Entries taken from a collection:
----
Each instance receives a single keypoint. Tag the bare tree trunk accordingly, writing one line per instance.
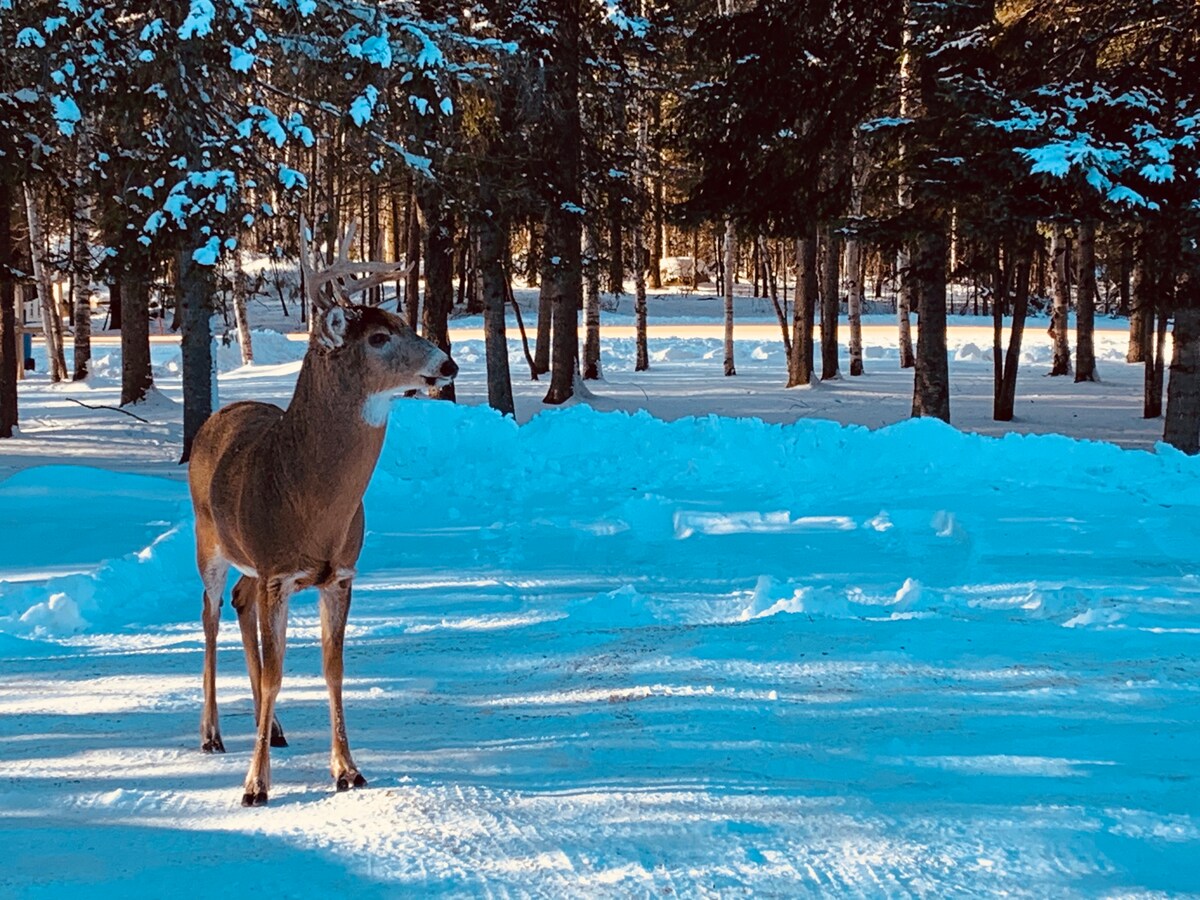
(1085, 305)
(52, 323)
(493, 241)
(9, 355)
(1006, 396)
(1061, 364)
(1181, 427)
(239, 310)
(931, 381)
(199, 382)
(829, 305)
(799, 369)
(438, 274)
(137, 377)
(592, 293)
(413, 258)
(731, 257)
(1141, 303)
(82, 288)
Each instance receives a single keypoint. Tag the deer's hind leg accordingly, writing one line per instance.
(244, 594)
(214, 569)
(335, 607)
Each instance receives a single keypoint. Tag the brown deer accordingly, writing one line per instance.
(279, 496)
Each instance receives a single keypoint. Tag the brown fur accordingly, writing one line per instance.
(279, 495)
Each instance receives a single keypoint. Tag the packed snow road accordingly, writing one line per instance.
(604, 654)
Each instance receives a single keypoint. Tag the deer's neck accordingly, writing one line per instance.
(324, 425)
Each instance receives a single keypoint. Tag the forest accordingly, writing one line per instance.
(1039, 157)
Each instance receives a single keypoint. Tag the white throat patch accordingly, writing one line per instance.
(376, 408)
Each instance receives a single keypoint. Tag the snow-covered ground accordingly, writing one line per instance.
(624, 654)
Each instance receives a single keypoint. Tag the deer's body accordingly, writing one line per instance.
(279, 497)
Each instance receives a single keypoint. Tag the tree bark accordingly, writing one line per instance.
(52, 323)
(1085, 306)
(82, 287)
(592, 294)
(137, 377)
(829, 305)
(931, 381)
(195, 292)
(1181, 427)
(239, 310)
(563, 214)
(492, 247)
(1059, 335)
(799, 365)
(731, 244)
(438, 274)
(9, 355)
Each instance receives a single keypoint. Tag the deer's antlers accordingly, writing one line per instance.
(343, 276)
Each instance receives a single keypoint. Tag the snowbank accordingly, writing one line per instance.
(808, 519)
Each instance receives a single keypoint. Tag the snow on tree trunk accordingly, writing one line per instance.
(52, 323)
(799, 364)
(1181, 429)
(1061, 280)
(137, 377)
(1085, 306)
(931, 381)
(829, 305)
(196, 300)
(239, 310)
(493, 239)
(731, 261)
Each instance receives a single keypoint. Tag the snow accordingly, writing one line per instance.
(609, 653)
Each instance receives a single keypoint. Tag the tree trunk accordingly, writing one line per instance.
(829, 305)
(195, 292)
(799, 365)
(52, 323)
(563, 225)
(931, 381)
(1005, 399)
(1085, 306)
(438, 274)
(493, 241)
(1141, 303)
(81, 299)
(9, 355)
(1181, 429)
(592, 294)
(1061, 361)
(114, 305)
(731, 243)
(239, 310)
(137, 377)
(413, 258)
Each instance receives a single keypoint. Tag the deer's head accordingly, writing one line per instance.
(367, 343)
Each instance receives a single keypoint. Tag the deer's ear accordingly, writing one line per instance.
(331, 329)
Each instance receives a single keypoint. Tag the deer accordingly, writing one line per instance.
(277, 496)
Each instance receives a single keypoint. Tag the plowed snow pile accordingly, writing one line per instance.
(604, 654)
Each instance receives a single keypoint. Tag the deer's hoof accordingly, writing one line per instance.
(213, 744)
(345, 783)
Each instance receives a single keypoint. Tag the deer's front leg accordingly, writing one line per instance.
(335, 606)
(273, 617)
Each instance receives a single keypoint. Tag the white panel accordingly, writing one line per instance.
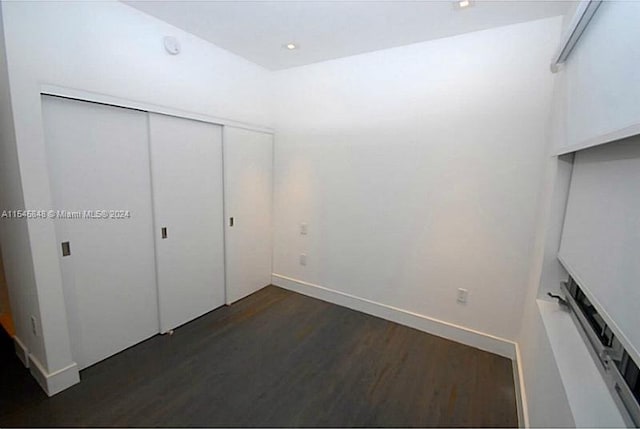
(248, 165)
(99, 160)
(602, 75)
(601, 237)
(186, 164)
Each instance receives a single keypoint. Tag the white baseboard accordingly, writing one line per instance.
(56, 381)
(521, 394)
(21, 351)
(460, 334)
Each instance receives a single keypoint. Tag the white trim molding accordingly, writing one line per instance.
(57, 381)
(521, 394)
(440, 328)
(450, 331)
(585, 11)
(21, 351)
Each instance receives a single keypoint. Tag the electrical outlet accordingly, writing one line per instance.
(463, 294)
(34, 325)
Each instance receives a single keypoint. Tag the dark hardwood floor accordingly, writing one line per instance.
(281, 359)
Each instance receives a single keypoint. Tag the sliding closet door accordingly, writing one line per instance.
(186, 164)
(248, 165)
(98, 159)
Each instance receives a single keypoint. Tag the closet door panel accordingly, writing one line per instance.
(248, 167)
(98, 159)
(186, 164)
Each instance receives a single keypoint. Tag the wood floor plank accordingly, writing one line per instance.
(276, 359)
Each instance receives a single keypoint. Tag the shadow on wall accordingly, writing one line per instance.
(5, 309)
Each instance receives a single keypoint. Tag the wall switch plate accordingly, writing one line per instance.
(463, 294)
(34, 326)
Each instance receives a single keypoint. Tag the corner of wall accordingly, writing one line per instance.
(54, 382)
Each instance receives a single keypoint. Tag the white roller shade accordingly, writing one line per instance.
(601, 238)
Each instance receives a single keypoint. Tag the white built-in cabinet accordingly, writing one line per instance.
(167, 252)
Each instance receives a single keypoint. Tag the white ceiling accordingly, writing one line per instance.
(257, 30)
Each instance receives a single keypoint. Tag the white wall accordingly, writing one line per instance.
(107, 48)
(417, 170)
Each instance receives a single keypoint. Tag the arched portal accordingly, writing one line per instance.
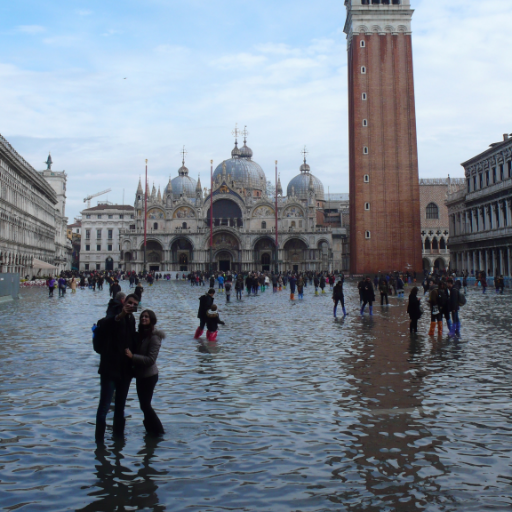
(264, 253)
(154, 255)
(295, 254)
(440, 264)
(224, 260)
(182, 253)
(225, 213)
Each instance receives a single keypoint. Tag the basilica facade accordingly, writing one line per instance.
(243, 214)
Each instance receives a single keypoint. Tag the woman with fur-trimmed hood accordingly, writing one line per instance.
(149, 341)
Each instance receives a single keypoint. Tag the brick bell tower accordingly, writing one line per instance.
(385, 232)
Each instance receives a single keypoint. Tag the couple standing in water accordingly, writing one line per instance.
(127, 351)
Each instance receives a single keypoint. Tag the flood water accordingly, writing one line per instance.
(288, 411)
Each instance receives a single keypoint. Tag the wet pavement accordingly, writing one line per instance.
(288, 411)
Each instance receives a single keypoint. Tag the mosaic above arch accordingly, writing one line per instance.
(184, 212)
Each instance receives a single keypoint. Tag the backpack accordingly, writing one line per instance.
(100, 335)
(441, 299)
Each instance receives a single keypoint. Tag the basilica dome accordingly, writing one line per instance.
(183, 184)
(243, 170)
(300, 184)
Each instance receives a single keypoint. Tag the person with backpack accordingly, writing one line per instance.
(414, 310)
(454, 305)
(338, 297)
(227, 288)
(435, 312)
(149, 341)
(115, 367)
(205, 303)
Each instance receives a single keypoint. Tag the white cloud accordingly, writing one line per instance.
(31, 29)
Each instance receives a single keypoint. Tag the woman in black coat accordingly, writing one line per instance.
(414, 310)
(149, 341)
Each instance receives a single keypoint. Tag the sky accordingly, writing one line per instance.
(106, 85)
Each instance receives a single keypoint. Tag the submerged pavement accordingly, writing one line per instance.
(288, 411)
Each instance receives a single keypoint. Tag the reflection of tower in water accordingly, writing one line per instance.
(393, 453)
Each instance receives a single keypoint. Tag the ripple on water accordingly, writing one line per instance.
(289, 411)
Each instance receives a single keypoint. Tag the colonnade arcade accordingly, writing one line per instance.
(495, 261)
(229, 252)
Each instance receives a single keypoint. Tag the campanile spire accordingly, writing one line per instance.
(383, 167)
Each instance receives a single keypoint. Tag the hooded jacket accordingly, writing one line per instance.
(144, 361)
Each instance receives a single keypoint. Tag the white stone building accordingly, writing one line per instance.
(27, 216)
(101, 226)
(63, 250)
(480, 215)
(244, 222)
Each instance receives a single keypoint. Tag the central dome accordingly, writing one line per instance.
(244, 171)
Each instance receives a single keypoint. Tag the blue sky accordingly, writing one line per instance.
(195, 68)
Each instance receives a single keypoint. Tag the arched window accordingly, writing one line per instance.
(432, 211)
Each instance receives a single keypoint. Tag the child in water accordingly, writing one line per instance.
(212, 323)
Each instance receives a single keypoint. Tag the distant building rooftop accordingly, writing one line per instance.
(125, 207)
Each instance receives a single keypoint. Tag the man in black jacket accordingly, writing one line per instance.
(205, 303)
(115, 367)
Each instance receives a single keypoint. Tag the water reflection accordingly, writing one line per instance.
(289, 410)
(120, 488)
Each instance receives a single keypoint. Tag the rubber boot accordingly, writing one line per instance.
(119, 427)
(100, 431)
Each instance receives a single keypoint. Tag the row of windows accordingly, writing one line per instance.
(98, 247)
(100, 216)
(379, 2)
(110, 233)
(489, 177)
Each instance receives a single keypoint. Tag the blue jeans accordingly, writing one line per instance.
(107, 387)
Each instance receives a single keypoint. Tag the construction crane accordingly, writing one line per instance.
(88, 198)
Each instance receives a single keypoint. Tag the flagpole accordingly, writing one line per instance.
(277, 244)
(211, 216)
(145, 216)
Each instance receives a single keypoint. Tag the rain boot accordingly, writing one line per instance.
(119, 426)
(100, 431)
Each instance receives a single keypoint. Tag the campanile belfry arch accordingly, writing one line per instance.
(383, 155)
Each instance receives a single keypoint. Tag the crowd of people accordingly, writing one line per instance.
(129, 349)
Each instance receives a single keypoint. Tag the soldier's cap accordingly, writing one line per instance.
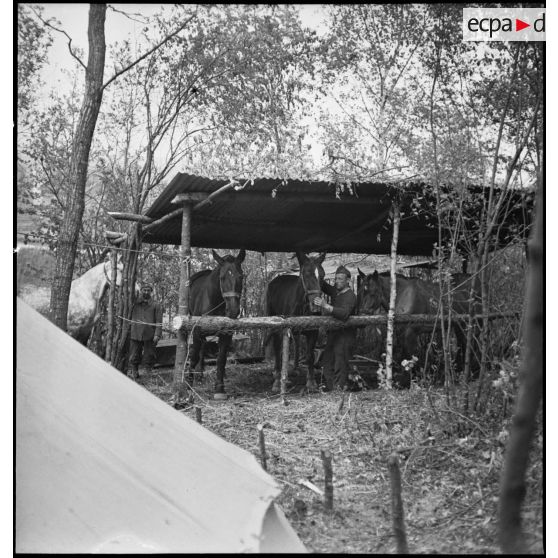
----
Would you transcribe, exactly and only, the lines from the one that contains "Each instance receives a single keypoint. Tag the flagpole" through the last line of the data above, without any pictures?

**Task solution:**
Each instance receives a single keypoint. Tag the flagpole accordingly, writing one line per instance.
(277, 244)
(211, 216)
(145, 216)
Each instance receives a single keypoint. Tag the rain boot accordingly, writing one line per instance.
(119, 426)
(100, 431)
Each instance receives a single keypoint. Tag the campanile belfry arch accordingly, writing one line per instance.
(383, 155)
Each instance receives a single keypoint. Tag the crowd of people accordingly, writing one line per instance.
(129, 349)
Each instance receives a single keypoint. Tag the soldier's cap accordingly, writing one line per instance.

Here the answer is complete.